*Quoted passage*:
>>

High Performance Systems

DARPA, NSF, NASA, DOE, NSA, NIST

Over the past year, advances in high performance systems include system prototypes that demonstrate an order of magnitude reduction in cost per megaflop; workstation clusters using novel operating system techniques that achieve an order of magnitude reduction in application level latency; unprecedented performance levels of graphics rendering (50 million polygons/sec); and dramatic improvements in low latency communications rates for local area distributed computing applications (2 Gb/s). Advances also include formal theoretical methods for the verification of complex chip design, technologies required to design, fabricate, and test computer system microarchitectures, and the infrastructure required to allow heterogenous architectures to function together in an integrated system.

Heterogeneous computing environments combine computational engines with different architectures, file systems, and high speed interconnects. These heterogeneous systems provide support for solving computational problems that require different capabilities of their constituent subsystems. HPCC-supported researchers used a collection of heterogeneous supercomputers on the Internet to simulate and render the collision of two galaxies. This process is too large to implement on any single system; therefore, researchers combined several geographically separated high end systems by high speed networks to simulate appropriate parts of this single model. The successful simulation yielded graphical display capabilities not possible before, and resulted in the first computer-generated scientific IMAX movie, to be shown at the Smithsonian National Air and Space Museum.

Networks of workstations (NOWs) -- systems that use a newly developed communication fabric to connect collections of heterogeneous, commercial workstations -- demonstrate the potential for supercomputer performance with workstations already in use. Research focuses on communications microarchitectures and high performance memory interfaces that improve bandwidth and latency for distributed applications. NOWs require research in distributed operating systems, fault detection and recovery, resource discovery and allocation across multiple administrative domains, real-time response guarantees, and multi-level security. This research demonstrated a promising first generation distributed resource management system that uses techniques for resource discovery and allocation, and advanced fault management. Researchers using a high performance interconnect of clusters of up to 50 workstations have demonstrated applications that engender memory latencies of only a few microseconds. Driving applications for NOWs include the fastest known World Wide Web indexer and the world's fastest connected components kernel for solid-state physics.

<<

*Raw records*:
>>

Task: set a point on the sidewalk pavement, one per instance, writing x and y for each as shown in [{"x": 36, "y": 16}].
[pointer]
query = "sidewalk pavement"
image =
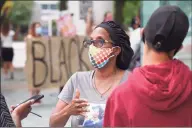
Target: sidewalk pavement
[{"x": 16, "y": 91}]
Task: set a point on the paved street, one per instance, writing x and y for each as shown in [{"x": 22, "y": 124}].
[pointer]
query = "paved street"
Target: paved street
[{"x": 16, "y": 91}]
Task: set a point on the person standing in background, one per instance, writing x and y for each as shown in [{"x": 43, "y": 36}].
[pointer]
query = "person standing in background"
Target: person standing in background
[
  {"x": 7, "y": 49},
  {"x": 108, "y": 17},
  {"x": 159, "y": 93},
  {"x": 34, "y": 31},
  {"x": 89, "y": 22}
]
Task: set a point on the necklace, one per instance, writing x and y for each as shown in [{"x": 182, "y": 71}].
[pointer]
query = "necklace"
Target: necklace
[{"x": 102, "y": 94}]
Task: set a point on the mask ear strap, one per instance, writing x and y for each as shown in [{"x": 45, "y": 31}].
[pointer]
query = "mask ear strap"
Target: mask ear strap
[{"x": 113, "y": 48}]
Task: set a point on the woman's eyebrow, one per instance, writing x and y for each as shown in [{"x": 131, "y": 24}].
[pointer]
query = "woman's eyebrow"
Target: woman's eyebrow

<<

*Required work*:
1. Answer these about the text on high performance systems, using only what it states:
(a) What rate of graphics rendering does it give?
(b) Where is the IMAX movie to be shown?
(c) Up to how many workstations were in the clusters on the high performance interconnect?
2. Rewrite the part of the text on high performance systems that opens with "Over the past" and closes with "an integrated system.", putting "record" in place of "unprecedented".

*Expected outputs*:
1.
(a) 50 million polygons/sec
(b) At the Smithsonian National Air and Space Museum
(c) Up to 50 workstations

2.
Over the past year, advances in high performance systems include system prototypes that demonstrate an order of magnitude reduction in cost per megaflop; workstation clusters using novel operating system techniques that achieve an order of magnitude reduction in application level latency; record performance levels of graphics rendering (50 million polygons/sec); and dramatic improvements in low latency communications rates for local area distributed computing applications (2 Gb/s). Advances also include formal theoretical methods for the verification of complex chip design, technologies required to design, fabricate, and test computer system microarchitectures, and the infrastructure required to allow heterogenous architectures to function together in an integrated system.